** start DATA SHOWN **

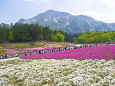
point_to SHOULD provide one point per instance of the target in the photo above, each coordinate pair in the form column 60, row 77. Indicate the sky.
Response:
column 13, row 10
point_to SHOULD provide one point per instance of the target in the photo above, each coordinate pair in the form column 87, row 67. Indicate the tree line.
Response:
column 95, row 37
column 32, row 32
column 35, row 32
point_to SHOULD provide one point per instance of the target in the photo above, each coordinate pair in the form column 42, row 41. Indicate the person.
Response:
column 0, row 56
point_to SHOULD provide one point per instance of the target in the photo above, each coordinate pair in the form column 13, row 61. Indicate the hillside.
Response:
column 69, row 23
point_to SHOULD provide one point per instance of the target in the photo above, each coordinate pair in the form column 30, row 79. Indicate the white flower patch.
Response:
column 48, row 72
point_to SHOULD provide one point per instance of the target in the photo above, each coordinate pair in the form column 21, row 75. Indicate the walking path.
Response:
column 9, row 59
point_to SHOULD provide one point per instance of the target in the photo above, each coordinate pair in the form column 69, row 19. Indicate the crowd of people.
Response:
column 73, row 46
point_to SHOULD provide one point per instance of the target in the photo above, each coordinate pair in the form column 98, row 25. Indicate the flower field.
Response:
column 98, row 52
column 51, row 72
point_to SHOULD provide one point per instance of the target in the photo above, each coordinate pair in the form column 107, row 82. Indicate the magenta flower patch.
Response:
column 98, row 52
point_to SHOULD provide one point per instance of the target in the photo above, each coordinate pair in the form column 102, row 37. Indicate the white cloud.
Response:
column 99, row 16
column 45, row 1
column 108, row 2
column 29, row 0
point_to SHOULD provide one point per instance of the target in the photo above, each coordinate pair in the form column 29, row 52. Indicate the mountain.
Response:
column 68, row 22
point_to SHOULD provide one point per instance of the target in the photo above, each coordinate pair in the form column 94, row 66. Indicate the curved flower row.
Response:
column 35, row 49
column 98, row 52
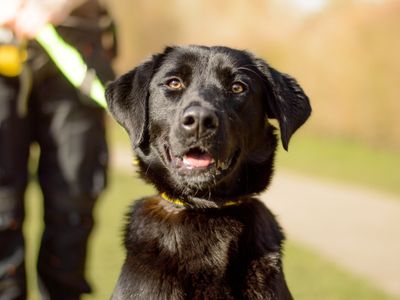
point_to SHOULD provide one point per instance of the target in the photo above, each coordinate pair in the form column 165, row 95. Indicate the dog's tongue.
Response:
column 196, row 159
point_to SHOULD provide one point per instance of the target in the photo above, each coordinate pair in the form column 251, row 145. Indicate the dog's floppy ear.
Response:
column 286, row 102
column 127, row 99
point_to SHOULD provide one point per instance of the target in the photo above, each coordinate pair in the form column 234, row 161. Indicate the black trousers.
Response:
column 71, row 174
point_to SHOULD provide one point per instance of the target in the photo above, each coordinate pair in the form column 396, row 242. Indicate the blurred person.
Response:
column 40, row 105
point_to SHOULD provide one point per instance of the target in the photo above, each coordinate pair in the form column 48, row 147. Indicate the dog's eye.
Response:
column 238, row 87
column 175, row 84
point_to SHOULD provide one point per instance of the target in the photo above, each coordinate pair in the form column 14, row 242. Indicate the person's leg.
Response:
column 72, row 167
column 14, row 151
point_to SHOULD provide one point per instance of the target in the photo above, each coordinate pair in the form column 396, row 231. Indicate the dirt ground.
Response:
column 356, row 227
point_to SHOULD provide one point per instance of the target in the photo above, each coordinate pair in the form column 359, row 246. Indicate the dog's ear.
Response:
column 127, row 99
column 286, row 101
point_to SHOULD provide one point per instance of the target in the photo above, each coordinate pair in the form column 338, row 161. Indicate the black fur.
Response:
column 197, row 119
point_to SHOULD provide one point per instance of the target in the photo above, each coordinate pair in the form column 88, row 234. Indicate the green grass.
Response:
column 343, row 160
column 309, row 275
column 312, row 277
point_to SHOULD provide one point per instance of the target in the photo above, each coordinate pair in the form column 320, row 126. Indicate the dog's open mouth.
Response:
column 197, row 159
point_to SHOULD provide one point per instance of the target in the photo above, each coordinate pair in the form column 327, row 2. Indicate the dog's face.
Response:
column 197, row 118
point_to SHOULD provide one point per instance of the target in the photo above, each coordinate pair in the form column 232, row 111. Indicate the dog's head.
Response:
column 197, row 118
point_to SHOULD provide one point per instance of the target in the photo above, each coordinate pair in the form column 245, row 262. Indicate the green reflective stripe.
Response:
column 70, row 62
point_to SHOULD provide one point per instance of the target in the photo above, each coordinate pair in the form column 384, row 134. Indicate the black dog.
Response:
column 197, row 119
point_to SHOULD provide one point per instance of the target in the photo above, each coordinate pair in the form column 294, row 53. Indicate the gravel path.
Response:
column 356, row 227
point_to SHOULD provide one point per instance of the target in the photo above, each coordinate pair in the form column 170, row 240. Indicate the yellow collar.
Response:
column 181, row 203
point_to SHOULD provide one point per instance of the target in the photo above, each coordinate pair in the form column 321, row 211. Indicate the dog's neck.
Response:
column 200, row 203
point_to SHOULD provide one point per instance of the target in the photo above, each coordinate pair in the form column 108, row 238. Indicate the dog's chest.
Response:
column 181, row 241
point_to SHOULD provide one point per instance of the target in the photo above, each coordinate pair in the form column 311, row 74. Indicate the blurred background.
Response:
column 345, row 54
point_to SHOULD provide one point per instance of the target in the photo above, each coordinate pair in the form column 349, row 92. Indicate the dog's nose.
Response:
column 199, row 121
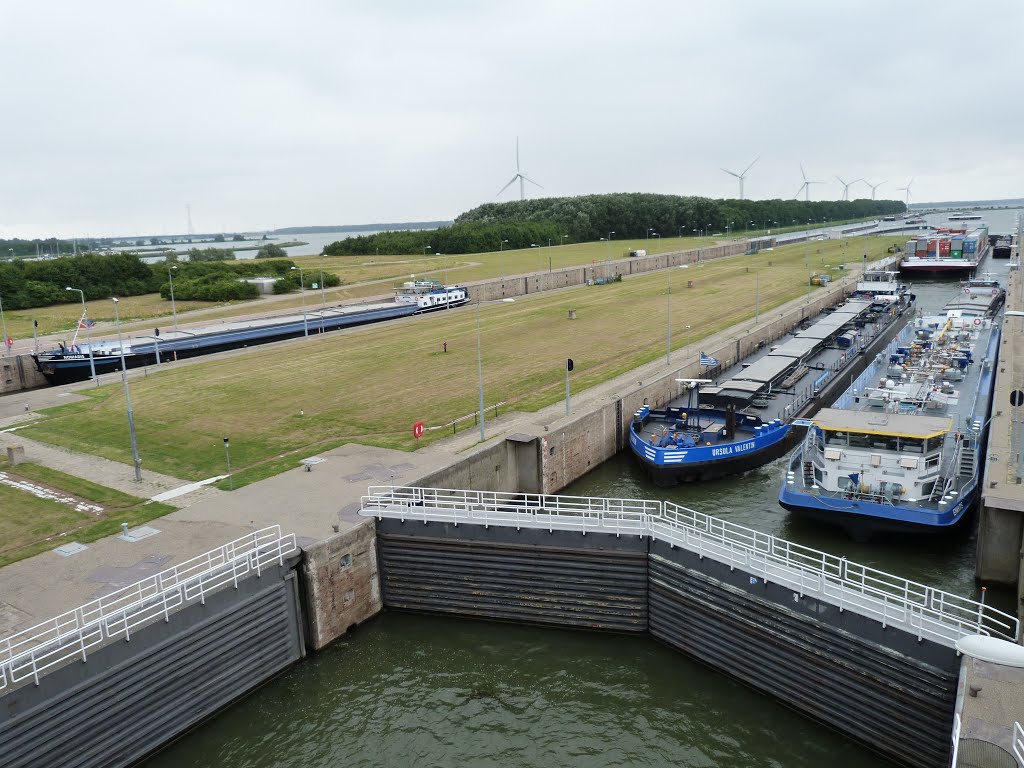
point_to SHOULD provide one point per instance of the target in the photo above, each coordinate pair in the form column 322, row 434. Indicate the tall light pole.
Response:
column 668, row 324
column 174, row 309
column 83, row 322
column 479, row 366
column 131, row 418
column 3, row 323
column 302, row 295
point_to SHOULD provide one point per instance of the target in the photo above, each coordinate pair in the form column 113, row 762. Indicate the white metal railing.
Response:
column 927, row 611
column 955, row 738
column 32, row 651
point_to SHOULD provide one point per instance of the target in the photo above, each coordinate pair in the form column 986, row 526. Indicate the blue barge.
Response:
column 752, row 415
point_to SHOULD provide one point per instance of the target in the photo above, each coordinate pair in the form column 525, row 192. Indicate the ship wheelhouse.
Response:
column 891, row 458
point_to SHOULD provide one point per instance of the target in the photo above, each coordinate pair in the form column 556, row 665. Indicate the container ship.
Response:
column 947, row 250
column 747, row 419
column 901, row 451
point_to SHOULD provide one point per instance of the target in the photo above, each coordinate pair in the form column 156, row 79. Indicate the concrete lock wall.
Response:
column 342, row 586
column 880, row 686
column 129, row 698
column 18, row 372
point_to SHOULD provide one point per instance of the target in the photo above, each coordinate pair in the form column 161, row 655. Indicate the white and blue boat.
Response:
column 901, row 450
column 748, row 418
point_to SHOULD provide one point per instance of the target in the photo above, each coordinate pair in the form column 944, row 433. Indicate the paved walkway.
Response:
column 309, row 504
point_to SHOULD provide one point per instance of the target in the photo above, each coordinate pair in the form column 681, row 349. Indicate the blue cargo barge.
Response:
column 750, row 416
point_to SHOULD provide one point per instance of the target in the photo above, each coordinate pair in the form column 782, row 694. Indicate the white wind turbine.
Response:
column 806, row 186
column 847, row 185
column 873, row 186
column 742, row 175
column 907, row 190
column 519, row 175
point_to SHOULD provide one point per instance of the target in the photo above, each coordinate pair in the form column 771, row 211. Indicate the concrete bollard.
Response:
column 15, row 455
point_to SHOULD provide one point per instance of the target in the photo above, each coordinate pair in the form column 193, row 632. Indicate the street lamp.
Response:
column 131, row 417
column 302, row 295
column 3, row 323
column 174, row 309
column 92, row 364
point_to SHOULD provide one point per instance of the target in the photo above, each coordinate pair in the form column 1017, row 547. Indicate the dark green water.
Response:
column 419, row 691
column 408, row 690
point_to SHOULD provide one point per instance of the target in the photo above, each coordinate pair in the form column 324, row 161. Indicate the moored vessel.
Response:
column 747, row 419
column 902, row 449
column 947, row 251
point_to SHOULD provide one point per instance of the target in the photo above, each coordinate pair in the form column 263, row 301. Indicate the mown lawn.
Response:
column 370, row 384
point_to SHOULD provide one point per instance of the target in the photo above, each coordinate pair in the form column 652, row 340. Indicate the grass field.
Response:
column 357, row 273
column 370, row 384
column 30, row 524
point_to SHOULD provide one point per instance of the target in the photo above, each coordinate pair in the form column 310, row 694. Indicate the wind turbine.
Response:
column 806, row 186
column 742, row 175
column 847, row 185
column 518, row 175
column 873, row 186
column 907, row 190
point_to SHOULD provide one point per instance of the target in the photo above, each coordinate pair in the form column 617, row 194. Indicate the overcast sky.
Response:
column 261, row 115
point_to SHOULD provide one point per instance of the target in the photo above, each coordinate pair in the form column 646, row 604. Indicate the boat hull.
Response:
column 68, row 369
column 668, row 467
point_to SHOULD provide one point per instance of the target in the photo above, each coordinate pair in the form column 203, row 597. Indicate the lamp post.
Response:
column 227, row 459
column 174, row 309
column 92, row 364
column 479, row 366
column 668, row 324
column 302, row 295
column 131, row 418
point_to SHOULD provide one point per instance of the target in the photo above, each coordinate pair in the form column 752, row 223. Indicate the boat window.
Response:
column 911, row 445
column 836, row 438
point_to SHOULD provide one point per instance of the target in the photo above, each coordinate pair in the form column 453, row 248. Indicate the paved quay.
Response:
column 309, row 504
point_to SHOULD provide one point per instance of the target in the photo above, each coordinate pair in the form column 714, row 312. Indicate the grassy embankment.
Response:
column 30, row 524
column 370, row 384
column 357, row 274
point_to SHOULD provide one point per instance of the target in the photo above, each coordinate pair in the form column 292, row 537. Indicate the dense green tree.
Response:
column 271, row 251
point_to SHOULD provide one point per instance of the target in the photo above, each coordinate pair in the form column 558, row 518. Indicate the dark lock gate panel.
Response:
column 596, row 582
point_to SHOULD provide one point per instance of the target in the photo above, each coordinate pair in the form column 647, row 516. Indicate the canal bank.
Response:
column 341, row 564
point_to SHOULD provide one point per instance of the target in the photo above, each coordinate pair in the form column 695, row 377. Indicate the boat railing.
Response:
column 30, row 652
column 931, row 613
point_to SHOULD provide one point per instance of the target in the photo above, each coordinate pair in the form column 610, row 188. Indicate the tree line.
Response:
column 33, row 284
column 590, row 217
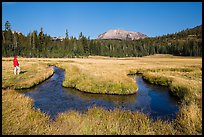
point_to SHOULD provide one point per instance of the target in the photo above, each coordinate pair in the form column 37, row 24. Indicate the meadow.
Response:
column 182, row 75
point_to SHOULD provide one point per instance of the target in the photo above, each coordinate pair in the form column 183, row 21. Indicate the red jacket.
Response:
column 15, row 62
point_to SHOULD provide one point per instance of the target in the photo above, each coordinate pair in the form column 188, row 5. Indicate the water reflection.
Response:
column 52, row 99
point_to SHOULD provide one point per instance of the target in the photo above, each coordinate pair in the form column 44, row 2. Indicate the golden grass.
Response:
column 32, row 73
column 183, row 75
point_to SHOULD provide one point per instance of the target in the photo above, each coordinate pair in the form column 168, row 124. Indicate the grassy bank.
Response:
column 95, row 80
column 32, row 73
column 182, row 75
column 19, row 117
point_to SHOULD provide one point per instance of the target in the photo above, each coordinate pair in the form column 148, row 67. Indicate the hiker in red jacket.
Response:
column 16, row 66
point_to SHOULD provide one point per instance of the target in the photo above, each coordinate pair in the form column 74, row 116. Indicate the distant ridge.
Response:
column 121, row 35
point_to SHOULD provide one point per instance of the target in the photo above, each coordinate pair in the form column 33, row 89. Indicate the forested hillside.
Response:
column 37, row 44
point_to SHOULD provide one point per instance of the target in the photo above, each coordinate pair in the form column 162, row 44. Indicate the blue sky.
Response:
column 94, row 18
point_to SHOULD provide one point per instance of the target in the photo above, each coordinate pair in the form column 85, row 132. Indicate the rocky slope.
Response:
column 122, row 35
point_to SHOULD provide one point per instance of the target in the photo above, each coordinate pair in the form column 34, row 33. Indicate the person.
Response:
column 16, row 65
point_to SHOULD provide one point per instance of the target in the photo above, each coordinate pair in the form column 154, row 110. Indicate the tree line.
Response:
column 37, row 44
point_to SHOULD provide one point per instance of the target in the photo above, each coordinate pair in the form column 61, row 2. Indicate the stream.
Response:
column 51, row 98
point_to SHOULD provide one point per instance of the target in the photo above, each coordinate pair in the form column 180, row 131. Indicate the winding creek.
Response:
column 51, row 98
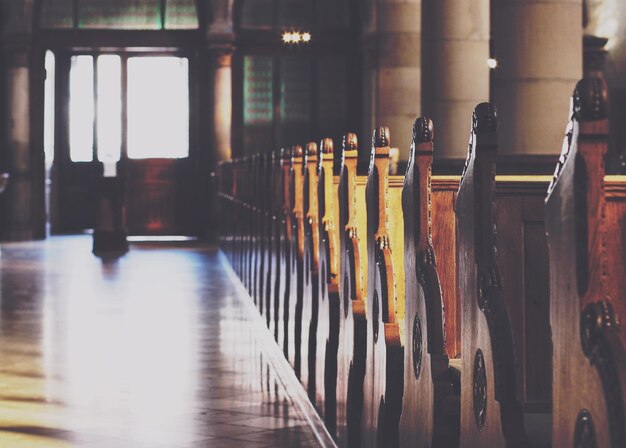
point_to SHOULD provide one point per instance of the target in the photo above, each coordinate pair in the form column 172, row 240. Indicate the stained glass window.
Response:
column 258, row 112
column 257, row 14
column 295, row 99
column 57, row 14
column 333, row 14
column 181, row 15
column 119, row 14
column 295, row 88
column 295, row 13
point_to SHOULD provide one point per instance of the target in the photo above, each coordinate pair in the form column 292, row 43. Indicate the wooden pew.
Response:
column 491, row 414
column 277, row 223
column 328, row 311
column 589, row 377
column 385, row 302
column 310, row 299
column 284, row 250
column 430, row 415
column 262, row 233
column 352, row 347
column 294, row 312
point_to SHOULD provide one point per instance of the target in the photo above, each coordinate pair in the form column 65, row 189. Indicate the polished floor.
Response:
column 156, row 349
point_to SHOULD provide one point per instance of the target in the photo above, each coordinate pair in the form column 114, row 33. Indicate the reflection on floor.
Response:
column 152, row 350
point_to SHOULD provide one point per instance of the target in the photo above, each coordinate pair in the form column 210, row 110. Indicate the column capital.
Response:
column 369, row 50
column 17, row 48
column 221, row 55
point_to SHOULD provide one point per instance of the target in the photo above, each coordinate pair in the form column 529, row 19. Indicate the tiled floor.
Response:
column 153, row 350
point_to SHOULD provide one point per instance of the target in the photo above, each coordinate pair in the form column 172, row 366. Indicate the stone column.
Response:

** end DATA SHOWN **

### WRITTEN PROBLEM
Render the rows as a two-column CSV with the headers text and answer, starting at the line that contains "stained glass window." and stopping after the line that contains "column 181, row 15". Give one CSV line per row, with its text and its answer each in a single quoted field and line breaks replaced by spaces.

### TASK RESPONSE
text,answer
"point_to SHOULD provide one point per instance of the target in the photo above, each coordinate pair in the form column 172, row 240. Indicate the stained glass window. Response:","column 258, row 112 column 257, row 14 column 295, row 99 column 57, row 14 column 333, row 14 column 181, row 15"